[Part of a data file]

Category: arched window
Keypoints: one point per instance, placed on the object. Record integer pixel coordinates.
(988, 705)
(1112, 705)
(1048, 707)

▶ **AIM**
Please keep only the rows above that contain the string "object", treating case as significant, and copy each one out in full.

▶ **SOLUTION TO THIS EXERCISE**
Keypoints: one point per instance, placed on the object. Record integer pixel coordinates.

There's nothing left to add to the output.